**Consigne**
Pourriez-vous reprendre le texte sur le marché de l'art et la cote des artistes juste après sa dernière phrase pour le prolonger ?

**Texte source**

'''

La création, c'est un geste, un état, une image dans un cerveau. C'est quelque chose qui est ressorti sur une toile, sur une matière. Et c'est cela qui est intéressant aujourd'hui.
Malo de Lussac, commissaire-priseur habilité.
« Vous avez des artistes qui sont extrêmement cotés pendant dix ans et le marché fait qu'il va y avoir un désintérêt de l'artiste et l'artiste va complètement perdre de sa cote. Cela fluctue aussi vis-à-vis de tout ce qui est la politique internationale, politique nationale. Pendant les élections présidentielles, c'est toujours des moments qui sont très délicats, les vendeurs ont peur de vendre à ce moment-là parce que les investissements de certains acheteurs ne vont pas forcément aller dans le sens du marché de l'art. Cela va aller plutôt dans des valeurs refuges qui vont être l'or ou l'argent. Il y a toute une fluctuation qu'il faut connaître et il faut être intéressé par tout ce qui est politique, nationale ou internationale. Il faut s'intéresser un peu à tout et pas forcément à l'histoire de l'art. »

'''

**Données présentées**
'''

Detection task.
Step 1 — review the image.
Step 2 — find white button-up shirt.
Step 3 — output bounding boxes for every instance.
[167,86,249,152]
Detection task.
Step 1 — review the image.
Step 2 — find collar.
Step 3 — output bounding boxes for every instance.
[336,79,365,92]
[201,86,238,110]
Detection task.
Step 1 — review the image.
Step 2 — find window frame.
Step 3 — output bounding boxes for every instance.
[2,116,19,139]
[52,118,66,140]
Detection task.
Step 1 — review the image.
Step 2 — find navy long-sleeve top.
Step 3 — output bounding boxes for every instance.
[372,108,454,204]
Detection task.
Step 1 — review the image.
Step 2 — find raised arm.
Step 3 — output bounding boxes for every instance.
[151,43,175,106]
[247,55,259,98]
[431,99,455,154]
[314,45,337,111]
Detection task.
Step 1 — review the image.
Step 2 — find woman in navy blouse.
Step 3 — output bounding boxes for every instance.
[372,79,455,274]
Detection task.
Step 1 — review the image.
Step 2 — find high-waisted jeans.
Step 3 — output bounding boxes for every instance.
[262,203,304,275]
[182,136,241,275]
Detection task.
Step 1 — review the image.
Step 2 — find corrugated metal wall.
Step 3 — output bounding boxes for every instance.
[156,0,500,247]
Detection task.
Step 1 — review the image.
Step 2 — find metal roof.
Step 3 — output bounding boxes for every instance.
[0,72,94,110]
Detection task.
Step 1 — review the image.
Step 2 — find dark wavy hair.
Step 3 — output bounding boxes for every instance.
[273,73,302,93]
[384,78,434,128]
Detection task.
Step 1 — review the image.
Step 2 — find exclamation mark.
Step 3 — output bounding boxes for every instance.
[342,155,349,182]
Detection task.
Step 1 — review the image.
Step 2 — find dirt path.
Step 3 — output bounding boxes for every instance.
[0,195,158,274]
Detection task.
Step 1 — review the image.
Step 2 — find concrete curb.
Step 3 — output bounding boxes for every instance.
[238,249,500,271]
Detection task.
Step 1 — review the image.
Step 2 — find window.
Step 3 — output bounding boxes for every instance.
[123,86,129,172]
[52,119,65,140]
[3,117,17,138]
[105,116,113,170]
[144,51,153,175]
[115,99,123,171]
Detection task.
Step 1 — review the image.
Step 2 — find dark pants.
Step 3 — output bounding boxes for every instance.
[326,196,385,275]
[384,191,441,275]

'''

**Réponse attendue**
Très jeune, Malo de Lussac parcourt les salles de vente aux enchères avec son grand-père, un passionné d’art. Celui-ci lui apprend à regarder un meuble, un tableau. À 14 ans, Malo de Lussac sait clairement qu’il veut devenir commissaire-priseur. Après des études d’arts plastiques, aux ateliers de Sèvres, il se dirige vers une école d’expertise gérée par des professionnels du monde de l’art qui transmettent leur savoir-faire. Il commence comme clerc, le principal collaborateur, du commissaire-priseur, puis, après sept ans dans cette fonction, il valide, par un examen en 2019, le statut de commissaire-priseur.
« C'est un examen qui est assez long et compliqué parce que vous passez donc d'abord un tour de salle. Il y a 25 objets. Vous avez deux minutes pour faire des fiches, connaître l'auteur, les techniques, faire une description complète de l'objet ainsi que son état. Au bout d'une heure et demie, vous rendez vos écrits et après vous passez des oraux. Ce sont des oraux de droit, déontologie, matériel industriel, comptabilité, gestion, anglais et enfin histoire de l'art. Après tous ces oraux, nous savons si oui ou non nous sommes reçus en tant que commissaire-priseur. Nous avons à peu près 25 objets. L'examen a lieu à l'intérieur de Drouot, et les objets, comme vous le savez, rentrent et sortent de l'Hôtel Drouot, il nous est arrivé pendant notre examen qu’un ou deux objets doivent passer en vente ou dans une exposition. Nous avons commencé avec 25 ou 26 objets, nous avons dû terminer avec 23 objets en salle. »
Dans son panorama de savoir-faire, le commissaire-priseur doit connaître une langue étrangère, plutôt l’anglais, maîtriser la comptabilité, la gestion, être féru d’histoire de l’art et s’intéresser au patrimoine et à la culture. Mais il n’est pas seul. Il y a tout un écosystème autour de lui.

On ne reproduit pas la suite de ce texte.